Items from a dataset:
— start —
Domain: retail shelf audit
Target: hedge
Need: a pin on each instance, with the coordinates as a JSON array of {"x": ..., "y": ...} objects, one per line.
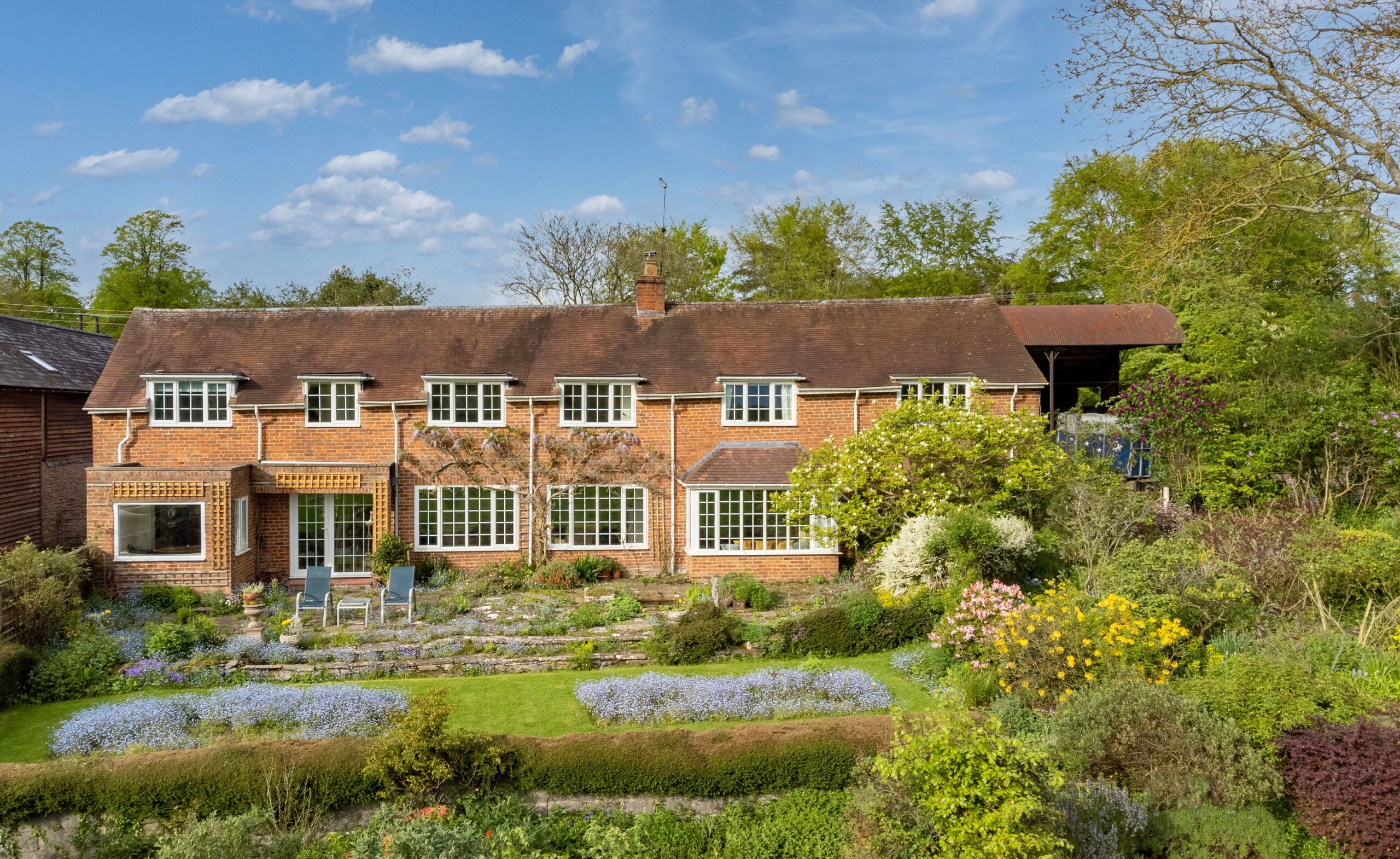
[{"x": 236, "y": 777}]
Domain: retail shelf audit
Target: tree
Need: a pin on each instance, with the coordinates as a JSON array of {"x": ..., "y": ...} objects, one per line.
[
  {"x": 938, "y": 248},
  {"x": 794, "y": 251},
  {"x": 1315, "y": 82},
  {"x": 37, "y": 271},
  {"x": 149, "y": 268},
  {"x": 924, "y": 457}
]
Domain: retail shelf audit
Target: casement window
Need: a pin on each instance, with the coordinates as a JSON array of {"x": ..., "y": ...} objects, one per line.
[
  {"x": 189, "y": 403},
  {"x": 241, "y": 526},
  {"x": 744, "y": 522},
  {"x": 597, "y": 404},
  {"x": 598, "y": 516},
  {"x": 466, "y": 404},
  {"x": 466, "y": 518},
  {"x": 947, "y": 393},
  {"x": 332, "y": 404},
  {"x": 759, "y": 403},
  {"x": 164, "y": 531}
]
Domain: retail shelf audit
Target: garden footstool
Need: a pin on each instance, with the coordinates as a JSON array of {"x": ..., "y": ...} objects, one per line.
[{"x": 354, "y": 605}]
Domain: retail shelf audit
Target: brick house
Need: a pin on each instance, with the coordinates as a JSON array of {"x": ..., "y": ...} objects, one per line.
[
  {"x": 236, "y": 445},
  {"x": 45, "y": 438}
]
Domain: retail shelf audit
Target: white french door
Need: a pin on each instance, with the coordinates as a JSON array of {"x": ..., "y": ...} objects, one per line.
[{"x": 332, "y": 530}]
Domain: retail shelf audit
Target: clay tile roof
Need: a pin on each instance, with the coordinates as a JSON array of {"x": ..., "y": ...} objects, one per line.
[
  {"x": 1122, "y": 326},
  {"x": 745, "y": 465},
  {"x": 76, "y": 356},
  {"x": 839, "y": 345}
]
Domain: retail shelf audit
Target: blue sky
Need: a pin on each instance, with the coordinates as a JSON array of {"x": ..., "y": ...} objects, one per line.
[{"x": 299, "y": 135}]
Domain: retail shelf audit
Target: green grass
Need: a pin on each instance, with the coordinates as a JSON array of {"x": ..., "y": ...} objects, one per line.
[{"x": 538, "y": 704}]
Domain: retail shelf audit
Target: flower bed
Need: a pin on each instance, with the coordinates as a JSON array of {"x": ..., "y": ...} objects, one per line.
[
  {"x": 188, "y": 721},
  {"x": 769, "y": 694}
]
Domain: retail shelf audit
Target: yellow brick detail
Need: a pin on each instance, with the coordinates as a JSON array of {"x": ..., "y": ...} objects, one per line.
[
  {"x": 318, "y": 483},
  {"x": 159, "y": 490}
]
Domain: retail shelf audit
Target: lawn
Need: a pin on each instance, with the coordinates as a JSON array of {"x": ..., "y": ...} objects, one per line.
[{"x": 536, "y": 704}]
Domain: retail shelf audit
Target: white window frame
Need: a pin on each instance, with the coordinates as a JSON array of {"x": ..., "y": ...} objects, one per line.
[
  {"x": 438, "y": 547},
  {"x": 429, "y": 381},
  {"x": 116, "y": 533},
  {"x": 176, "y": 381},
  {"x": 947, "y": 393},
  {"x": 241, "y": 543},
  {"x": 790, "y": 401},
  {"x": 615, "y": 388},
  {"x": 335, "y": 385},
  {"x": 599, "y": 548},
  {"x": 693, "y": 527}
]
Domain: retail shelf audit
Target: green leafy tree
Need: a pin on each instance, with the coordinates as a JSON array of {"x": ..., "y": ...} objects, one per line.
[
  {"x": 804, "y": 251},
  {"x": 37, "y": 272},
  {"x": 938, "y": 248},
  {"x": 924, "y": 457},
  {"x": 148, "y": 266}
]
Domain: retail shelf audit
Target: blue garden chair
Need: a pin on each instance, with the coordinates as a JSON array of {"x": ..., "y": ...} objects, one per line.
[
  {"x": 399, "y": 590},
  {"x": 316, "y": 595}
]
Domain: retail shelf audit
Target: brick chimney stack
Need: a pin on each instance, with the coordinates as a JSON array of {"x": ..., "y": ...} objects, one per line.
[{"x": 651, "y": 288}]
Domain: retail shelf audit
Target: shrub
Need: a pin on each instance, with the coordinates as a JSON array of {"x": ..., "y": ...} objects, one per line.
[
  {"x": 45, "y": 588},
  {"x": 1166, "y": 747},
  {"x": 1270, "y": 693},
  {"x": 1064, "y": 641},
  {"x": 1341, "y": 781},
  {"x": 591, "y": 568},
  {"x": 698, "y": 635},
  {"x": 1210, "y": 833},
  {"x": 168, "y": 597},
  {"x": 388, "y": 551},
  {"x": 79, "y": 669},
  {"x": 1101, "y": 820},
  {"x": 623, "y": 607},
  {"x": 16, "y": 665},
  {"x": 981, "y": 792},
  {"x": 1178, "y": 578}
]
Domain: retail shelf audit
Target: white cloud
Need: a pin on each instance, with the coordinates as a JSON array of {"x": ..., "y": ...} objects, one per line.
[
  {"x": 119, "y": 163},
  {"x": 984, "y": 181},
  {"x": 371, "y": 163},
  {"x": 599, "y": 205},
  {"x": 570, "y": 55},
  {"x": 389, "y": 54},
  {"x": 791, "y": 113},
  {"x": 948, "y": 9},
  {"x": 693, "y": 110},
  {"x": 334, "y": 8},
  {"x": 361, "y": 211},
  {"x": 249, "y": 100},
  {"x": 444, "y": 129}
]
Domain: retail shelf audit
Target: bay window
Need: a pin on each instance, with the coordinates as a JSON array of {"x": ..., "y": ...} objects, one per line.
[
  {"x": 597, "y": 516},
  {"x": 597, "y": 404},
  {"x": 759, "y": 403},
  {"x": 466, "y": 518}
]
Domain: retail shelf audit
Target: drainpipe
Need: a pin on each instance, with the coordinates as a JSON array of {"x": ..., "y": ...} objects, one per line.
— end —
Task:
Transcribe every line from the records above without alteration, and leave out the images.

The answer:
Domain: retail shelf audit
Target: hedge
Need: a pin on each instance, with the coordinates as a JSON array of {"x": ..., "y": ...} objects, one per line.
[{"x": 236, "y": 777}]
Domain: retail shelf audit
Target: tree
Need: a pin on each instance, with the coordinates as a JSON array of {"x": ..., "y": ...} objects, one per line.
[
  {"x": 938, "y": 248},
  {"x": 794, "y": 251},
  {"x": 1315, "y": 82},
  {"x": 37, "y": 271},
  {"x": 149, "y": 268},
  {"x": 924, "y": 457}
]
Domain: retail shelf audit
Target: casement window
Need: a pin on each instance, with the coordinates as a JSON array of {"x": ..., "y": ...} objects, one per line.
[
  {"x": 189, "y": 403},
  {"x": 241, "y": 526},
  {"x": 744, "y": 522},
  {"x": 597, "y": 404},
  {"x": 598, "y": 516},
  {"x": 466, "y": 404},
  {"x": 466, "y": 518},
  {"x": 947, "y": 393},
  {"x": 332, "y": 404},
  {"x": 759, "y": 403},
  {"x": 164, "y": 531}
]
Domain: retail shelf audit
Target: garden footstool
Need: a pin on each instance, with the coordinates as a JSON array of {"x": ..., "y": ...} objects, one per line.
[{"x": 354, "y": 605}]
Domain: retail shelf audit
Target: brick house
Need: a pin on each instance, with the coordinates as a JSON array of {"x": ..., "y": ...} objects, one per line.
[
  {"x": 236, "y": 445},
  {"x": 45, "y": 438}
]
Domain: retail shelf audit
Target: white french door
Need: a pin on each instance, with the coordinates as a JSON array of {"x": ..., "y": ...} objects, one per line.
[{"x": 332, "y": 530}]
Domain: retail shelf audit
Target: clay tile roof
Need: a pin on each instance, with the coordinates as a JSON array of {"x": ..., "y": ...} objects, one per line.
[
  {"x": 1122, "y": 326},
  {"x": 745, "y": 465},
  {"x": 76, "y": 356},
  {"x": 839, "y": 345}
]
Domain: retail shelf audit
Target: blue sky
Need: a pin on each instance, with the coordinates as a JSON array of {"x": ..., "y": ...} objects, one per line.
[{"x": 299, "y": 135}]
Domain: retail shelf audit
Target: green grass
Need: a pin on each instance, with the coordinates as a JSON array of {"x": ..., "y": ...} objects, one per line.
[{"x": 538, "y": 704}]
Domain: retail shelf audit
Target: flower bed
Need: a pin on each instance, with the coordinates as a JSON array of {"x": ..., "y": ...} objects, one per line.
[
  {"x": 188, "y": 721},
  {"x": 769, "y": 694}
]
Domain: retail shelf audit
Target: yellow brick detail
Need: a pin on each instance, with the coordinates as a JSON array of {"x": ..., "y": ...} objects, one per line.
[
  {"x": 318, "y": 483},
  {"x": 159, "y": 490}
]
Domain: retail shelf audit
Target: lawn
Need: a pin on each instance, with the coordinates as a JSON array of {"x": ..., "y": ...} objects, one per line.
[{"x": 536, "y": 704}]
Domain: retail shelf audit
Target: white window frame
Need: a pin on each instance, with the coordinates as a JSON array of {"x": ..., "y": ...} objects, one per line.
[
  {"x": 438, "y": 547},
  {"x": 429, "y": 381},
  {"x": 116, "y": 533},
  {"x": 176, "y": 381},
  {"x": 947, "y": 393},
  {"x": 241, "y": 543},
  {"x": 790, "y": 401},
  {"x": 615, "y": 388},
  {"x": 335, "y": 385},
  {"x": 599, "y": 548},
  {"x": 693, "y": 527}
]
Domain: retail shelf audit
Target: green leafy tree
Need: a pin on each instance, with the coordinates as a JSON array of {"x": ..., "y": ...} objects, one per line.
[
  {"x": 804, "y": 251},
  {"x": 37, "y": 272},
  {"x": 938, "y": 248},
  {"x": 924, "y": 457},
  {"x": 148, "y": 266}
]
Domain: retail shelf audit
Target: blue garden chair
Need: a pin on each instance, with the coordinates as a JSON array of {"x": ..., "y": ...} objects, one per line.
[
  {"x": 399, "y": 590},
  {"x": 316, "y": 595}
]
Domain: retail shelf audit
Target: brick chimney stack
Need: a pin on each instance, with the coordinates as a JSON array of {"x": ..., "y": ...} objects, one per line.
[{"x": 651, "y": 288}]
Domain: retail shelf audit
Target: shrub
Need: a pin on each instance, with the coordinates as a JSON array of {"x": ..., "y": ...} objects, one per line.
[
  {"x": 45, "y": 588},
  {"x": 1166, "y": 747},
  {"x": 1270, "y": 693},
  {"x": 1064, "y": 641},
  {"x": 1341, "y": 781},
  {"x": 591, "y": 568},
  {"x": 698, "y": 635},
  {"x": 1210, "y": 833},
  {"x": 168, "y": 597},
  {"x": 388, "y": 551},
  {"x": 79, "y": 669},
  {"x": 1101, "y": 820},
  {"x": 623, "y": 607},
  {"x": 16, "y": 665},
  {"x": 981, "y": 792},
  {"x": 1178, "y": 578}
]
Domain: retail shelf audit
Target: white cloud
Need: a pin on each instance, with the coordinates as a JSON array of {"x": ..., "y": ...} objects, one per line.
[
  {"x": 119, "y": 163},
  {"x": 984, "y": 181},
  {"x": 371, "y": 163},
  {"x": 599, "y": 205},
  {"x": 570, "y": 55},
  {"x": 389, "y": 54},
  {"x": 791, "y": 113},
  {"x": 948, "y": 9},
  {"x": 693, "y": 110},
  {"x": 334, "y": 8},
  {"x": 361, "y": 211},
  {"x": 249, "y": 100},
  {"x": 444, "y": 129}
]
Domain: retail shelf audit
Target: bay window
Need: a pin on each instance, with the coordinates as a JSON array of {"x": ..., "y": ...} objects, one per line.
[
  {"x": 597, "y": 516},
  {"x": 597, "y": 404},
  {"x": 759, "y": 403},
  {"x": 466, "y": 518}
]
Domain: retail shelf audit
Target: drainpipe
Need: a pin on each instance, with the coordinates as a JSON array of {"x": ..., "y": ...} objects, one per line.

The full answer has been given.